----- Material supplied

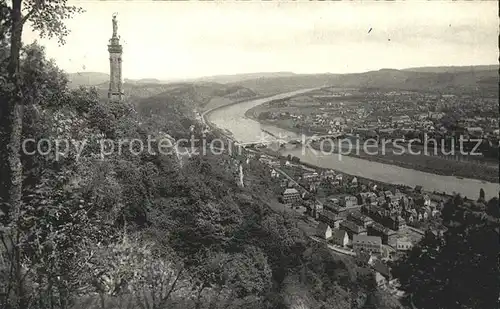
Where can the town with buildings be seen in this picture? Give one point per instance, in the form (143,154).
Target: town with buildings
(389,114)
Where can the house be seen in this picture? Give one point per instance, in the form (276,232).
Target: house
(341,238)
(382,273)
(324,230)
(403,245)
(380,279)
(364,243)
(291,195)
(274,174)
(352,228)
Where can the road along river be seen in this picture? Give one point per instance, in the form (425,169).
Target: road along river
(244,130)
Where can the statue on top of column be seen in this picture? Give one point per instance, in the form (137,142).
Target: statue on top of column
(115,25)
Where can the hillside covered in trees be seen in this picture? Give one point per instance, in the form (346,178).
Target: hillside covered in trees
(83,228)
(134,229)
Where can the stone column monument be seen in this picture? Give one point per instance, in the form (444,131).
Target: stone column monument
(115,92)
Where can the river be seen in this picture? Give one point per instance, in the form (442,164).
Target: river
(244,130)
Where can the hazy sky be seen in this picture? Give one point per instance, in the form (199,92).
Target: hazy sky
(191,39)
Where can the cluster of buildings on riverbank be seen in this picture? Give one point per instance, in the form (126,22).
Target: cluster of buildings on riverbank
(375,221)
(393,115)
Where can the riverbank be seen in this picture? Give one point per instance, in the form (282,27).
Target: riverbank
(424,163)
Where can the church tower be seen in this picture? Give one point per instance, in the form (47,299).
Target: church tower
(115,92)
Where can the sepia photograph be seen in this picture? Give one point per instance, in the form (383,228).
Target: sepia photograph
(249,154)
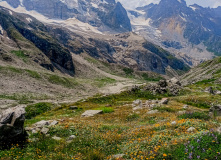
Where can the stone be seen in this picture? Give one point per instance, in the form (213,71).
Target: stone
(215,110)
(117,156)
(41,124)
(34,131)
(162,83)
(73,107)
(210,90)
(53,123)
(185,107)
(164,101)
(137,108)
(71,137)
(175,81)
(181,112)
(56,138)
(91,113)
(153,112)
(218,130)
(191,129)
(44,130)
(12,126)
(218,92)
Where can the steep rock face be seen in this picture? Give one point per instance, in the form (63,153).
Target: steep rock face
(194,23)
(98,13)
(25,33)
(209,71)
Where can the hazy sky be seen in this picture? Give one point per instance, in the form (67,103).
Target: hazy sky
(137,3)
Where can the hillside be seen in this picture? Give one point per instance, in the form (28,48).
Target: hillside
(206,72)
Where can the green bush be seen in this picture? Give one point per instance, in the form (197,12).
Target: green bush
(195,115)
(37,109)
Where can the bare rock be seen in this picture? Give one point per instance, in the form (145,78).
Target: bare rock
(56,138)
(44,130)
(73,107)
(191,129)
(41,124)
(153,112)
(91,113)
(164,101)
(185,107)
(12,126)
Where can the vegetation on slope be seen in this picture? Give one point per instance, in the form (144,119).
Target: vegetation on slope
(120,130)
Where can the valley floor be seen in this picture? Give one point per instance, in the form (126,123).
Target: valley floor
(169,131)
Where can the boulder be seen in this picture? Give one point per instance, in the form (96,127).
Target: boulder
(56,138)
(175,81)
(73,107)
(153,112)
(44,130)
(164,101)
(191,129)
(137,103)
(215,110)
(12,127)
(181,112)
(210,90)
(91,113)
(41,124)
(162,83)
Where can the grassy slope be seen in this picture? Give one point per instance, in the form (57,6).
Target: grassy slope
(135,134)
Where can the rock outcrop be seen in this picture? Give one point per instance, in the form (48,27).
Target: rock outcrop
(172,86)
(12,127)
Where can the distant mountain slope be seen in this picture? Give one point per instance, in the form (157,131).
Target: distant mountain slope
(209,71)
(22,33)
(104,14)
(185,30)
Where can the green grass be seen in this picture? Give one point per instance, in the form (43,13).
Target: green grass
(33,74)
(195,115)
(106,109)
(146,77)
(205,81)
(104,81)
(128,71)
(164,109)
(37,109)
(68,83)
(206,146)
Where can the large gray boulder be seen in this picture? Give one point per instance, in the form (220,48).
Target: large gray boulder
(12,126)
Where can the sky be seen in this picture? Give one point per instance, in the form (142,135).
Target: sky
(132,4)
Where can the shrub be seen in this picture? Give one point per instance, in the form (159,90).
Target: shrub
(164,109)
(206,146)
(128,71)
(195,115)
(106,109)
(37,109)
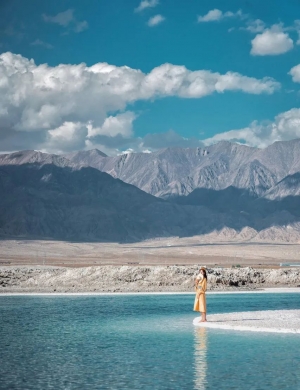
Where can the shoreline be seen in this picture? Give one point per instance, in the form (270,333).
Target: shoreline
(270,290)
(142,280)
(266,321)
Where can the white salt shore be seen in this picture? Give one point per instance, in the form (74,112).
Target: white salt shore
(278,290)
(276,321)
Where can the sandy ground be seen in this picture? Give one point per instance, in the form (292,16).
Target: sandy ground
(171,251)
(280,290)
(277,321)
(138,278)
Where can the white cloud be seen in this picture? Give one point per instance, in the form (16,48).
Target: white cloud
(146,4)
(81,26)
(216,15)
(295,73)
(38,102)
(39,42)
(255,26)
(120,124)
(66,19)
(286,126)
(62,18)
(155,20)
(67,137)
(166,139)
(272,41)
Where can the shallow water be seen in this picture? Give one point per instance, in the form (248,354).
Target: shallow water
(141,342)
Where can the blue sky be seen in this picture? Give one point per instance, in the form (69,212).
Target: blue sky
(249,51)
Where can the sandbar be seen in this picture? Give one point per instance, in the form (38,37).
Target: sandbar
(273,321)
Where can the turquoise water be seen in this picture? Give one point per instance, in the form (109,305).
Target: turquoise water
(141,342)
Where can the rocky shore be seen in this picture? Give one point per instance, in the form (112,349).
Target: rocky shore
(140,279)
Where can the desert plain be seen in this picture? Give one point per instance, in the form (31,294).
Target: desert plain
(162,265)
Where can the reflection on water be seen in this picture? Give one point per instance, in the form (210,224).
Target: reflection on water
(200,365)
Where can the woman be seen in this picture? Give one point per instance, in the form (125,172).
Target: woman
(200,299)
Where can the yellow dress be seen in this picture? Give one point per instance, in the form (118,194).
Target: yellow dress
(200,299)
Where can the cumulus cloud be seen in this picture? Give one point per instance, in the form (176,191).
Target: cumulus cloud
(255,26)
(39,42)
(286,126)
(67,137)
(271,41)
(155,20)
(113,126)
(146,4)
(88,102)
(62,18)
(166,139)
(216,15)
(67,19)
(295,73)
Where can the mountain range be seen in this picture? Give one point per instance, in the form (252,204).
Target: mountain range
(226,191)
(174,172)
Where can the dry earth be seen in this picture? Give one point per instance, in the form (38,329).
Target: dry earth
(140,279)
(172,251)
(150,266)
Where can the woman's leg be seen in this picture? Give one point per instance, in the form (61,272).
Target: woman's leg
(203,317)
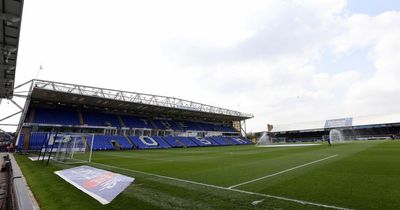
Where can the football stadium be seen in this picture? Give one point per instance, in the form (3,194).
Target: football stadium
(78,146)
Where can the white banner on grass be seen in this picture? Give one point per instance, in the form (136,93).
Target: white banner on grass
(102,185)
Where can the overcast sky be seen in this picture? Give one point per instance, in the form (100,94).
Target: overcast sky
(283,61)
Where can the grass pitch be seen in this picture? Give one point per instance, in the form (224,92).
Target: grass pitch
(357,175)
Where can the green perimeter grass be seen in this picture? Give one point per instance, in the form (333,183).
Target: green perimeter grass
(364,175)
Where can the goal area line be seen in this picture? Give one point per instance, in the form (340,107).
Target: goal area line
(225,188)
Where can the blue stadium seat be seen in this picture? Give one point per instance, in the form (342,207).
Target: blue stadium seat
(56,116)
(136,122)
(101,142)
(100,119)
(147,142)
(173,141)
(203,142)
(167,124)
(222,140)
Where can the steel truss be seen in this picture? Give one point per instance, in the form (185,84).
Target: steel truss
(140,98)
(25,90)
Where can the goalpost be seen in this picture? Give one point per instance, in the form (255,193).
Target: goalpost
(265,139)
(70,148)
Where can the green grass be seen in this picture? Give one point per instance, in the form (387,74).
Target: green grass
(364,175)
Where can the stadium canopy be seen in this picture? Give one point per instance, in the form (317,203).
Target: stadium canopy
(11,13)
(118,101)
(362,121)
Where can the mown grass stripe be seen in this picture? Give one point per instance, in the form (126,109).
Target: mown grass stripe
(281,172)
(225,188)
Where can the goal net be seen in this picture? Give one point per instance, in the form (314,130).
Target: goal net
(265,139)
(72,147)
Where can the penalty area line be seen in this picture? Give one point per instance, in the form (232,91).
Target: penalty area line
(281,172)
(225,188)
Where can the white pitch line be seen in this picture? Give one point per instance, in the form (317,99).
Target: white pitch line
(281,172)
(228,189)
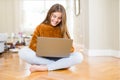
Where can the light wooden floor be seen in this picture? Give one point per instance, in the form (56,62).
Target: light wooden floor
(92,68)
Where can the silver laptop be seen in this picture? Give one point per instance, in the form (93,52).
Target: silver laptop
(53,47)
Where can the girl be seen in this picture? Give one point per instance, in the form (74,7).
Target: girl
(54,25)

----------

[Set exercise]:
Do not include pictures. Copy only the lines running from the line with "Where can the mown" through the last line of the records, exactly as they appear.

[Exercise response]:
Where can the mown grass stripe be seen in this picture? Give one point per instance, in the form (126,109).
Target: mown grass stripe
(281,172)
(225,188)
Where can the goal net be seen in this picture? Give one point per instance, in the form (314,130).
Target: goal net
(265,139)
(72,147)
Where can the penalty area line be seen in this picture? Give one point per instance, in the form (232,91).
Target: penalty area line
(281,172)
(225,188)
Where can the white pitch line be seen in this picture? Give one point per instance, in the form (317,99).
Target: white pitch line
(281,172)
(228,189)
Where can the light wooden floor be seen in this picture? Give one point per instance, in the form (56,62).
Target: light wooden floor
(92,68)
Where can the silver laptop be seen in this picture? Give one point per instance, in the form (93,52).
Target: silver laptop
(53,47)
Where can the girl be seen in this picture? Give one point per instance, in the form (74,7).
Target: girl
(54,25)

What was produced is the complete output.